Pick out every line below that contains the string "siding".

···

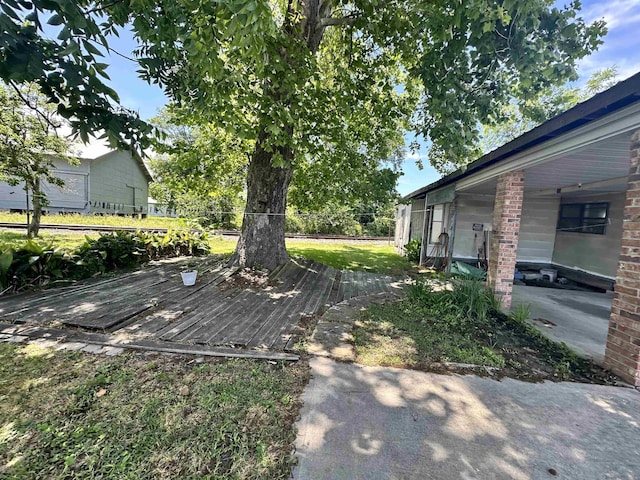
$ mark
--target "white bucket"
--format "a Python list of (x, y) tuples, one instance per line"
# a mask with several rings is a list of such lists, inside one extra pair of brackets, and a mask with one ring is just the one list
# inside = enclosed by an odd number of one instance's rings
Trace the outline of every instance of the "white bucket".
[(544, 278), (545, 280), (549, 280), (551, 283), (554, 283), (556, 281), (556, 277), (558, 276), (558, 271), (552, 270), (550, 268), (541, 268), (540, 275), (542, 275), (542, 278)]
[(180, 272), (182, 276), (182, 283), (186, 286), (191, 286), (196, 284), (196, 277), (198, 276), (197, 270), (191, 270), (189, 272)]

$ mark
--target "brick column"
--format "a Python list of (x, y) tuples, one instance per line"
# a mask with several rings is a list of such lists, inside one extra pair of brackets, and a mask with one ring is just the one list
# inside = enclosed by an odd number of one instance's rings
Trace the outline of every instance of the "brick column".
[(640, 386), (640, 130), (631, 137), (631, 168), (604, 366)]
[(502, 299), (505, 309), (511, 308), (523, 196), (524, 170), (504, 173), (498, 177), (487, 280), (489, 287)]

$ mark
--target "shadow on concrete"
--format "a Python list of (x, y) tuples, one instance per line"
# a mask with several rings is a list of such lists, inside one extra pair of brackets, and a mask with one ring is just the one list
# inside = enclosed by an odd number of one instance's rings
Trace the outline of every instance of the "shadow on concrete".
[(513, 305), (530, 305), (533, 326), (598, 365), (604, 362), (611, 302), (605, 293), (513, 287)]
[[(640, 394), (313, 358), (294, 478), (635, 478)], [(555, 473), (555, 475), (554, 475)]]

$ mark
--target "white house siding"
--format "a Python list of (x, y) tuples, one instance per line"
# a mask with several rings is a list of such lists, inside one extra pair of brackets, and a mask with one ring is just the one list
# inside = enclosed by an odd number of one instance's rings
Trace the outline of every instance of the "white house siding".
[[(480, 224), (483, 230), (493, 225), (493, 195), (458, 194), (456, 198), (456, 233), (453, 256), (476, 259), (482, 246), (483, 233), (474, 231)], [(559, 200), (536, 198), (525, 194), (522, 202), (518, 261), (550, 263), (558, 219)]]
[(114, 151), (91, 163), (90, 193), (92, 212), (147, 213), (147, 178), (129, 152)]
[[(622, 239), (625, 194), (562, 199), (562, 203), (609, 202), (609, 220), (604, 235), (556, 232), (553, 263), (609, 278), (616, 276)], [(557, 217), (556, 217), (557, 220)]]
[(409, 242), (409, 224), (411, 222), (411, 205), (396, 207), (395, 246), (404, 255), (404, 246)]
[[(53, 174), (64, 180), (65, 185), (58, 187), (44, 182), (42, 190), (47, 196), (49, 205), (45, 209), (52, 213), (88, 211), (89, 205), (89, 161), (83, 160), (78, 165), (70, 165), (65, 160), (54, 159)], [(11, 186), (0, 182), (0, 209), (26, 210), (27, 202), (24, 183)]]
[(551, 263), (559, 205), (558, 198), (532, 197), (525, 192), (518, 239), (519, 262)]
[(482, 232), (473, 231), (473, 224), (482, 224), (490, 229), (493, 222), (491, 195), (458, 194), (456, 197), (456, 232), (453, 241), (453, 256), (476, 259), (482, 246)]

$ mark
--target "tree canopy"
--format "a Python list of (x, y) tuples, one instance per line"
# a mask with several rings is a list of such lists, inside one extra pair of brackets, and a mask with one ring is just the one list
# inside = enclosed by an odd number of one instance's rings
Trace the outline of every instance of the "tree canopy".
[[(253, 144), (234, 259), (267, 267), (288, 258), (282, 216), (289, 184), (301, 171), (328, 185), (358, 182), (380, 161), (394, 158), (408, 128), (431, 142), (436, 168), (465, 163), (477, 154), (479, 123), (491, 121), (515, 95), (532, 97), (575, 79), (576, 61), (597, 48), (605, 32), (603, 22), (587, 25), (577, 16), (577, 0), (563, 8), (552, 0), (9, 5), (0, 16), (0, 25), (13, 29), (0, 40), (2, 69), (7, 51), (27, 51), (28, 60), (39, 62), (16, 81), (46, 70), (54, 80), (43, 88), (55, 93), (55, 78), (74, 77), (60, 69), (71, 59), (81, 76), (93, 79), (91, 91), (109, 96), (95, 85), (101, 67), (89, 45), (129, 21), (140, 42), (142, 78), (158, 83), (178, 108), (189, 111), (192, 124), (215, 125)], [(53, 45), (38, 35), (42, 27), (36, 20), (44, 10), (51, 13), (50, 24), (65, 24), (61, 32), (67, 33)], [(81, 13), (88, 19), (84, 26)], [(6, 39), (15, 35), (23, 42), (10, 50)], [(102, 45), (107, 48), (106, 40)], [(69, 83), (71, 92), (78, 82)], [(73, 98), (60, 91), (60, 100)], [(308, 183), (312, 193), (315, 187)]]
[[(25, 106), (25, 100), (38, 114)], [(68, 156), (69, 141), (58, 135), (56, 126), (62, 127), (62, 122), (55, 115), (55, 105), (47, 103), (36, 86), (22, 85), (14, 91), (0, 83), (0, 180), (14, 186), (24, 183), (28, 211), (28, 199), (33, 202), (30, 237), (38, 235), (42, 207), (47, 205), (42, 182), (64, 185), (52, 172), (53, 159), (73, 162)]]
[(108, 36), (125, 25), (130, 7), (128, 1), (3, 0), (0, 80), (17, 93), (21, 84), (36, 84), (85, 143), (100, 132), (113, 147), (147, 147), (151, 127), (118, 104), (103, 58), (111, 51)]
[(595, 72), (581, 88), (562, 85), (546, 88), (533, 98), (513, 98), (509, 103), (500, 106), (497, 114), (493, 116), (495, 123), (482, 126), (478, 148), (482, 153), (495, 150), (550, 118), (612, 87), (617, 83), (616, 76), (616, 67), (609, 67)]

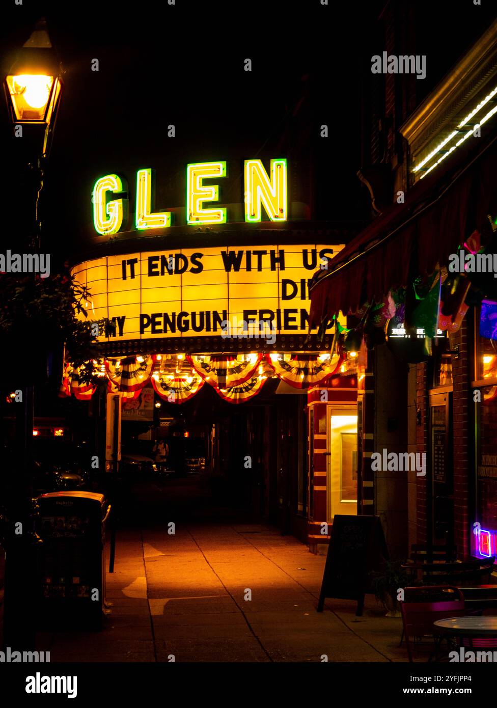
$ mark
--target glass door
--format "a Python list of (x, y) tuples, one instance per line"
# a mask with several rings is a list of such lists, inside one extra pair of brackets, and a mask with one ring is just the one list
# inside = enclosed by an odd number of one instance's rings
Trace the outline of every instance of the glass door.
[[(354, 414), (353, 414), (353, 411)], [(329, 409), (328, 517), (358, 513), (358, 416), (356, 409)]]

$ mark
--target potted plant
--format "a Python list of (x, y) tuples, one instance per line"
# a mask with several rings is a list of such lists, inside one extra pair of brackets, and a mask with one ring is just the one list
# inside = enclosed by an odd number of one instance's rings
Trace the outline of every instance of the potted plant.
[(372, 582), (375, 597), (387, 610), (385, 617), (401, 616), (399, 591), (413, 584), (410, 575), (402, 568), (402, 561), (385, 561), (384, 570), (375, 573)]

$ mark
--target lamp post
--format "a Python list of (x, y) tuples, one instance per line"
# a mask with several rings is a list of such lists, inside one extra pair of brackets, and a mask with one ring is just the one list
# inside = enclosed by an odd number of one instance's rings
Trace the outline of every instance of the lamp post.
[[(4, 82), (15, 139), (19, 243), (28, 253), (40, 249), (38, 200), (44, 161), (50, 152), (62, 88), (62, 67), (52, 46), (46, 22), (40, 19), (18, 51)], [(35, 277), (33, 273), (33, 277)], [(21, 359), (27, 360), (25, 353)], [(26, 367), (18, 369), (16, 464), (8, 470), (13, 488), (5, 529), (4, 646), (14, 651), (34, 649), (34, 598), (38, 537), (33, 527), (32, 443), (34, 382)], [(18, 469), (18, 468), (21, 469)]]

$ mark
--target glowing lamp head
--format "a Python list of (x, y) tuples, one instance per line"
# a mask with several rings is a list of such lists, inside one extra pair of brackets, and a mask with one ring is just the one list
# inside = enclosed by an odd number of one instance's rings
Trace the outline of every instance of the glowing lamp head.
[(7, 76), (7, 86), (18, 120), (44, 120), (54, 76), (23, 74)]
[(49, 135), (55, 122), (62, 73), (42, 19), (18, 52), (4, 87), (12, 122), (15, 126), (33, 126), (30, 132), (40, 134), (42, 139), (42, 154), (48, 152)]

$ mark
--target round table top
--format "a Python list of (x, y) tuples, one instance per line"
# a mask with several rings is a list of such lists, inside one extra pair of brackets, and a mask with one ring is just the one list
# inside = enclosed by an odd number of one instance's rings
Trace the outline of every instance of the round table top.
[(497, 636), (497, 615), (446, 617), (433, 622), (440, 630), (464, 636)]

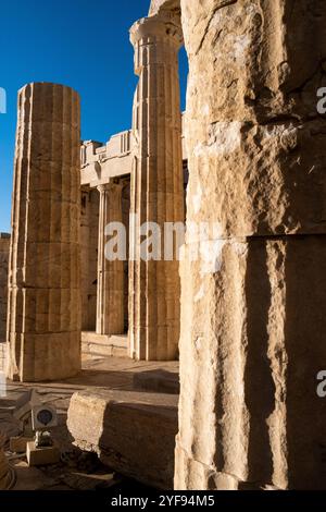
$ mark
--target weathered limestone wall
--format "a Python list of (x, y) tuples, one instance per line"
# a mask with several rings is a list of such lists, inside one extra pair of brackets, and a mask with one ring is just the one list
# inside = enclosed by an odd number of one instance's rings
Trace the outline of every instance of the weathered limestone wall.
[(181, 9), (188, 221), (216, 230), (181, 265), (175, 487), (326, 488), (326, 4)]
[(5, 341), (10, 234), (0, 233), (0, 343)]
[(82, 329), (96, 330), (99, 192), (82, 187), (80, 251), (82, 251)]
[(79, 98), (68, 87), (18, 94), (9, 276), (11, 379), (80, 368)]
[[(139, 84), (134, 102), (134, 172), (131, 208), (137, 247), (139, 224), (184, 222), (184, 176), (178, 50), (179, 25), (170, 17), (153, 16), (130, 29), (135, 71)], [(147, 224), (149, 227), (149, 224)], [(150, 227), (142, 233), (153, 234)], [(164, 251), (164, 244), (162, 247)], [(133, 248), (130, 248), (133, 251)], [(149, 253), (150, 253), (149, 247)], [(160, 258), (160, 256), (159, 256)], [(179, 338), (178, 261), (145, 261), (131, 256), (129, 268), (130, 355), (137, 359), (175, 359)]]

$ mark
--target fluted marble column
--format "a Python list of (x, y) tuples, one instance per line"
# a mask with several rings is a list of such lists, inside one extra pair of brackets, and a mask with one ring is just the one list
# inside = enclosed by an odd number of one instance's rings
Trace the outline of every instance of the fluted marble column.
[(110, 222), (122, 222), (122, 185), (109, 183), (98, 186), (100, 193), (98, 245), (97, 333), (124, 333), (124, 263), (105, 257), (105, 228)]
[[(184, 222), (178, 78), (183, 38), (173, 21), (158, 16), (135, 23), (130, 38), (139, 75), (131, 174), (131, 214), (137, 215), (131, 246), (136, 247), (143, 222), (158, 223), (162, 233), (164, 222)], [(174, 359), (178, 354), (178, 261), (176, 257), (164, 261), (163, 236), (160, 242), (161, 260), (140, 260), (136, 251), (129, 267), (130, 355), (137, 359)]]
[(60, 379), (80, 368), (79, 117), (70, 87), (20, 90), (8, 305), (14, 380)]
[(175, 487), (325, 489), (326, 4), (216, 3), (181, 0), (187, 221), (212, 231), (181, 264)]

···

• Output of the exercise:
--target "white house siding"
Trace the outline of every instance of the "white house siding".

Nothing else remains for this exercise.